● Given passage:
Ericsson plans to uncloak its mobile network security activities at Mobile World Congress 2014, marking the first time the vendor has sought to raise its profile in this increasingly critical area.
Largely silent on the issue up to now, the Swedish vendor plans to highlight its network security efforts in its existing product portfolio, standardization and research and development.
In an interview with Light Reading, Mats Nilsson, director of product security at group function technology, Ericsson AB (Nasdaq: ERIC), shared some insight into what the vendor has been doing and what it will highlight at the show. "For this MWC, we have increased our message in this area," said Nilsson.
Up to now, Ericsson has been relatively quiet about network security, unlike some of its main rivals, most notably Nokia Networks and Alcatel-Lucent (NYSE: ALU). (See NSN, Juniper Strengthen Mobile Ties, NSN, F-Secure Team on Mobile Security, LTE Brings More Malware, Euronews: BT CEO Calls for Clarity on Data Security and Euronews: Vodafone Makes a Stand on Privacy.)
The change in the Ericsson's willingness to promote this topic comes as mobile operators are increasingly more open about network security issues, particularly in the wake of the Edward Snowden revelations, and as its rivals turn up the heat.
The vendor's reticence on network security has already caused it to lose some marketing ground to competitors. "Ericsson has allowed competitors like NSN and Alcatel-Lucent to get ahead when it comes to communicating their strategy for mobile network security," said Patrick Donegan, senior analyst at Heavy Reading .
"Having been a follower in this regard, Ericsson needs to up its game now and communicate on security more aggressively, just as customers like BT Group plc (NYSE: BT; London: BTA), Vodafone Group plc (NYSE: VOD) and Deutsche Telekom AG (NYSE: DT) are doing," added the analyst, who is hosting a breakfast briefing, Creating Trust in the Mobile Network, in Barcelona on Wednesday Feb. 26 during Mobile World Congress. (See Digging Into Mobile Security.)
Stepping up at MWC
Ericsson's plans for network security messaging at MWC could mark a turning point. So, what is the giant Swedish mobile meatball planning?
In terms of technology development, the vendor will show a proof-of-concept called "radio firewall," which uses intelligence built into the base station to look for anomalies or malicious attacks in signalling in the over-the-air interface. As Nilsson explained, the radio firewall is a good example of how Ericsson can use its radio network experience to deliver network security capabilities.
"From our knowledge of how the radio network works, we're able to implement attack detection mechanisms all the way out in the base station to really protect the network," he said, adding that anomaly detection in over-the-air signalling is a completely new concept.
As for Ericsson's overall security portfolio, Nilsson pointed out that some of it derives from long-standing partnerships with specialist security vendors. Examples of such partnerships include relationships with Juniper Networks Inc. (NYSE: JNPR) and Symantec Corp. (Nasdaq: SYMC). Nilsson said that Ericsson has used IPSec gateways from Juniper and other vendors for several years and that it is building IPSec capabilities into a number of products.

● Written problem 1: Pull out every line in the records below that contains the string "Target".

● The data:
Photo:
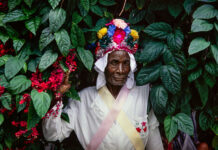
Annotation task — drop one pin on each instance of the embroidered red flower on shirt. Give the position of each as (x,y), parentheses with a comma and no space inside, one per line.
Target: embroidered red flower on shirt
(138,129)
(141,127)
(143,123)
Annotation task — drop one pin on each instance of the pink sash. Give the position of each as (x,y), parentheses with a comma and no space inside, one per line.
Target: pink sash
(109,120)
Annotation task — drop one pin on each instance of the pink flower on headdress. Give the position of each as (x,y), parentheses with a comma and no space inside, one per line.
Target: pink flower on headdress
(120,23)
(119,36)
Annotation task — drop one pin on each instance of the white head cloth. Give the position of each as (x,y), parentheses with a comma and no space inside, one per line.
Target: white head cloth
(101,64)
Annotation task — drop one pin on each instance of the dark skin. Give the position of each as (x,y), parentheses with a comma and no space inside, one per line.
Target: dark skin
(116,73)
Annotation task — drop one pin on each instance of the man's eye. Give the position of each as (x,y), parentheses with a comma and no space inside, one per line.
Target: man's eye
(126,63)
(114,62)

==

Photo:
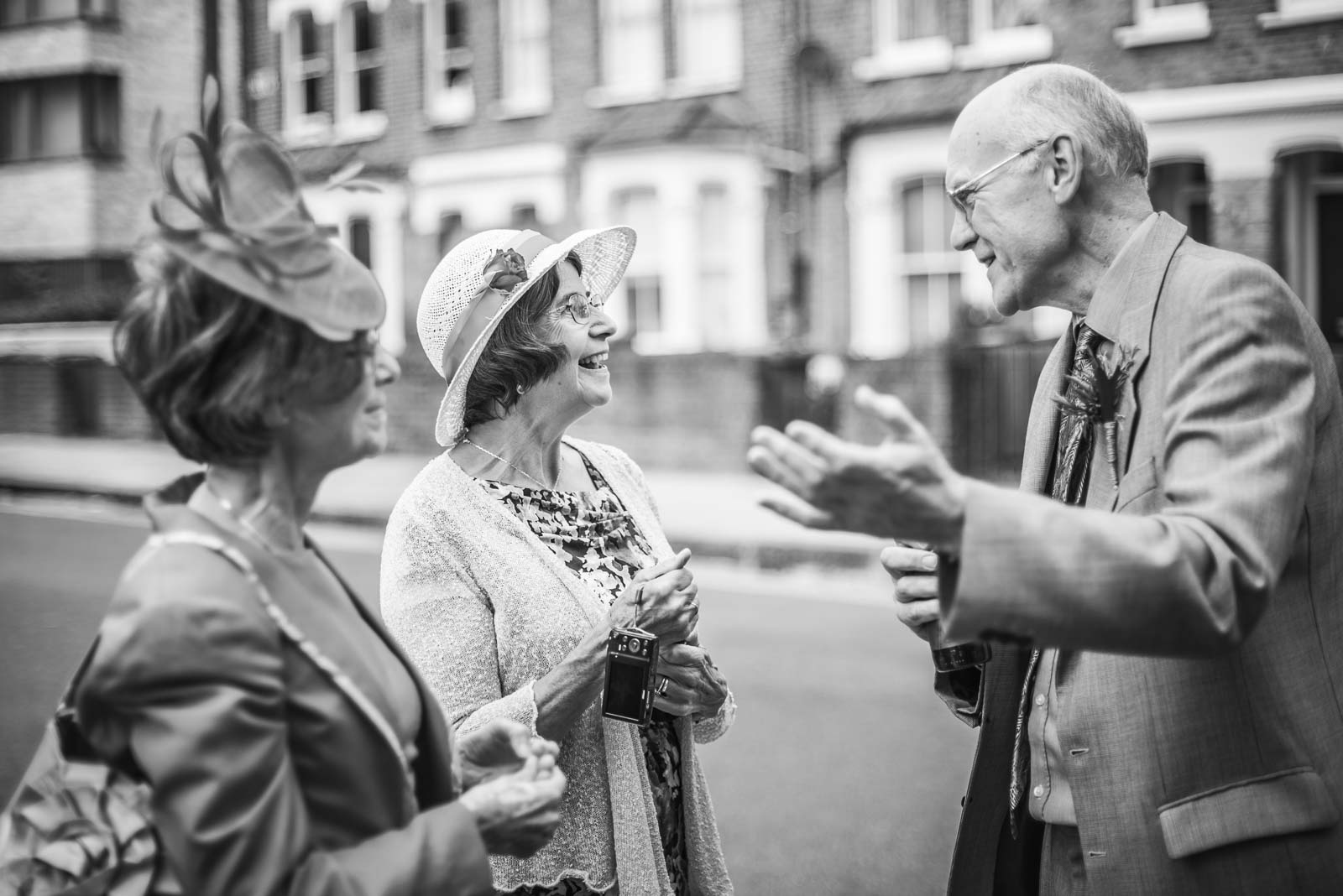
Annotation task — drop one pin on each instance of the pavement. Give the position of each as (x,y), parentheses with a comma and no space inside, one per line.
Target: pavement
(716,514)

● Written problem 2: In the article on Ericsson's network security plans, what does the "radio firewall" proof-of-concept use to look for anomalies or malicious attacks in over-the-air signalling?

● Complete output 1:
Target: embroidered red flower on shirt
Target: pink sash
Target: pink flower on headdress
Target: white head cloth
Target: dark skin
Target: man's eye
Target: pavement

● Complete output 2: It uses intelligence built into the base station.